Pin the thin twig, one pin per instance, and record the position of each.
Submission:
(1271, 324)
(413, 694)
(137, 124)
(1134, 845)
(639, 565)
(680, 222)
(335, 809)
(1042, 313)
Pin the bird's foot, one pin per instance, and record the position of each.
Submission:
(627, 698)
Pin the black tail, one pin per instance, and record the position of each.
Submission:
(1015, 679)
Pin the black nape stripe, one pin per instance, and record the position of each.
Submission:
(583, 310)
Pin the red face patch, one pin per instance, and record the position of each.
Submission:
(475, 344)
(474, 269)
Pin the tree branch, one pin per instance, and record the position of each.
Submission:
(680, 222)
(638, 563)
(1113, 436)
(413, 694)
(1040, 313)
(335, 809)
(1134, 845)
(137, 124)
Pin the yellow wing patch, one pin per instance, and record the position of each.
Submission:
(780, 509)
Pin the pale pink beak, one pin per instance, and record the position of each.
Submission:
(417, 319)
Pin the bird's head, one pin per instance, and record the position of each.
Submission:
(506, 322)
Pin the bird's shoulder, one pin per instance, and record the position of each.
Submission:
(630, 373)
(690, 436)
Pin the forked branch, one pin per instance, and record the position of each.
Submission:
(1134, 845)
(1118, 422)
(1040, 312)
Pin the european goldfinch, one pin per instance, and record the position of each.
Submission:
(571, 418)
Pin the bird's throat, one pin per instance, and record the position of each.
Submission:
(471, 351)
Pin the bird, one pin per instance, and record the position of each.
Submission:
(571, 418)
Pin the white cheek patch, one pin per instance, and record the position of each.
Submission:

● ● ●

Your goal => Write out the records in full, word for word.

Response =>
Pin the thin twig, one pin per instance, and record the position of each.
Submission:
(1271, 324)
(413, 694)
(137, 124)
(1134, 845)
(639, 565)
(680, 222)
(335, 809)
(1042, 313)
Pin the bird's foot, one pin per instance, and record the position of each.
Submission:
(627, 698)
Pin the black tail, one pin per instance, and record the position of each.
Submission:
(1015, 679)
Pin the black nape stripe, one pin per instance, and record the position of each.
Submission:
(583, 310)
Pin the red face patch, one pin per instance, and record the position of each.
Submission:
(475, 344)
(474, 269)
Pin the tree branch, one pin per instance, and record the position of each.
Submission:
(680, 222)
(638, 563)
(1113, 436)
(413, 694)
(1040, 313)
(335, 809)
(1134, 845)
(137, 124)
Pin the yellow wing patch, one pin per instance, and record the position of each.
Submission:
(780, 509)
Pin the pale pink beak, one pin per instance, and record the position of each.
Submission:
(417, 319)
Pin the bird's head, one pin per instance, and record the position of each.
Submission:
(506, 322)
Pin the bird's shoulder, one pin per instance, and record the position of each.
Submission:
(630, 373)
(690, 436)
Pin the forked branch, one pin per instance, and record the position of each.
Submission:
(1134, 845)
(1118, 422)
(1040, 312)
Pin the european goldfinch, one pin per instance, and record the position of each.
Submission:
(571, 418)
Pin the bird's throat, one pin per instance, and record the position of each.
Submission:
(471, 351)
Pin the bird, one pin per instance, and record the position of each.
Submission:
(571, 418)
Pin the white cheek patch, one pin per instance, and record the position of each.
Submission:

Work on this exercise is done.